_Exercise_: Could you write out every entry exactly as it stands?

_Source records_:
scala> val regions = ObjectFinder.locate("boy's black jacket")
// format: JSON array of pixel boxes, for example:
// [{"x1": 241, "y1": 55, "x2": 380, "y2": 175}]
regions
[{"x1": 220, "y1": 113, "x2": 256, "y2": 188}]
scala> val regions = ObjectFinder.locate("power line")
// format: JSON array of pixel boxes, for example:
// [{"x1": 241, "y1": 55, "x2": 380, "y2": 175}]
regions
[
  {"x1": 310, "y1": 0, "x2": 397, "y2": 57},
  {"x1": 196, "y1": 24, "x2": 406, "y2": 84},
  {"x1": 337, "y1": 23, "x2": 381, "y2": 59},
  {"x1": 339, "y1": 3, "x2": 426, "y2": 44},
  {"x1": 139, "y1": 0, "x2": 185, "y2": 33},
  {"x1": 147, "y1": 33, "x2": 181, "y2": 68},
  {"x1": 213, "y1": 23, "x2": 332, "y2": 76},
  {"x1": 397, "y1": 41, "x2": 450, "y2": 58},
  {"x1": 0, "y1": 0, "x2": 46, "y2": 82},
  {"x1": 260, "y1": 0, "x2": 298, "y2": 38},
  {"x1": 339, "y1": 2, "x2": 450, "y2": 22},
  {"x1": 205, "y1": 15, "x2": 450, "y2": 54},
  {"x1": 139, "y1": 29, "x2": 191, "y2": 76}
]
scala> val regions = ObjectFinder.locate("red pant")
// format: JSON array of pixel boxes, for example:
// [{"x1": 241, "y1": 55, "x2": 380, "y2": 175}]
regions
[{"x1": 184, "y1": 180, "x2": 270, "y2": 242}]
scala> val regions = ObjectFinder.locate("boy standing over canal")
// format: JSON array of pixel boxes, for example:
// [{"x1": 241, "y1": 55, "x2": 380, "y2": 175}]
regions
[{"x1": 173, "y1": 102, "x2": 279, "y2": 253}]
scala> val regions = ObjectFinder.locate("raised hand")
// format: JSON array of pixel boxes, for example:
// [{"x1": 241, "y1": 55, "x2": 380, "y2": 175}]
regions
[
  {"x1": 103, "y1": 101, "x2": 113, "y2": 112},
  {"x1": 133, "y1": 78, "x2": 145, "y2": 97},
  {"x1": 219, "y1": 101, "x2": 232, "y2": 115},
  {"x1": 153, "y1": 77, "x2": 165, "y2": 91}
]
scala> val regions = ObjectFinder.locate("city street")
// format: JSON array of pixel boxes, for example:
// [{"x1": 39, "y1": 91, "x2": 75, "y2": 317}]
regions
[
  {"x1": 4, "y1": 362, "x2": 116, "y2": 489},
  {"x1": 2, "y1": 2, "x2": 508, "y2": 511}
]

_Reply to the exercise_:
scala> val regions = ObjectFinder.locate("boy's black jacket")
// format: JSON array of pixel boxes, for example:
// [{"x1": 241, "y1": 55, "x2": 380, "y2": 175}]
regions
[{"x1": 220, "y1": 113, "x2": 256, "y2": 188}]
scala> val regions = ObjectFinder.locate("power line")
// format: JSON array of pixel boxes, for example:
// [{"x1": 241, "y1": 55, "x2": 380, "y2": 175}]
regions
[
  {"x1": 310, "y1": 0, "x2": 397, "y2": 57},
  {"x1": 196, "y1": 24, "x2": 406, "y2": 84},
  {"x1": 337, "y1": 23, "x2": 381, "y2": 59},
  {"x1": 339, "y1": 3, "x2": 426, "y2": 44},
  {"x1": 139, "y1": 0, "x2": 185, "y2": 33},
  {"x1": 147, "y1": 33, "x2": 181, "y2": 68},
  {"x1": 213, "y1": 23, "x2": 332, "y2": 76},
  {"x1": 397, "y1": 41, "x2": 450, "y2": 58},
  {"x1": 0, "y1": 0, "x2": 46, "y2": 82},
  {"x1": 260, "y1": 0, "x2": 298, "y2": 38},
  {"x1": 339, "y1": 2, "x2": 450, "y2": 22},
  {"x1": 205, "y1": 15, "x2": 450, "y2": 54},
  {"x1": 139, "y1": 29, "x2": 191, "y2": 76}
]
scala> val regions = ObjectFinder.locate("red pant")
// format: JSON array of pixel boxes, for example:
// [{"x1": 241, "y1": 55, "x2": 380, "y2": 175}]
regions
[{"x1": 184, "y1": 180, "x2": 270, "y2": 242}]
scala> val regions = ObjectFinder.locate("boy standing over canal")
// format: JSON array of pixel boxes, for example:
// [{"x1": 241, "y1": 55, "x2": 380, "y2": 175}]
regions
[{"x1": 173, "y1": 102, "x2": 279, "y2": 253}]
scala> val regions = ObjectFinder.locate("raised hand")
// format: JSON array of pixel boxes, for example:
// [{"x1": 241, "y1": 55, "x2": 380, "y2": 175}]
regions
[
  {"x1": 103, "y1": 101, "x2": 113, "y2": 112},
  {"x1": 133, "y1": 78, "x2": 145, "y2": 97},
  {"x1": 219, "y1": 101, "x2": 232, "y2": 115},
  {"x1": 153, "y1": 77, "x2": 165, "y2": 91}
]
scala> val regions = ObjectFinder.locate("city street")
// format: JSON array of pixel boxes, for example:
// [{"x1": 39, "y1": 91, "x2": 75, "y2": 317}]
regions
[
  {"x1": 4, "y1": 362, "x2": 116, "y2": 489},
  {"x1": 2, "y1": 2, "x2": 508, "y2": 511}
]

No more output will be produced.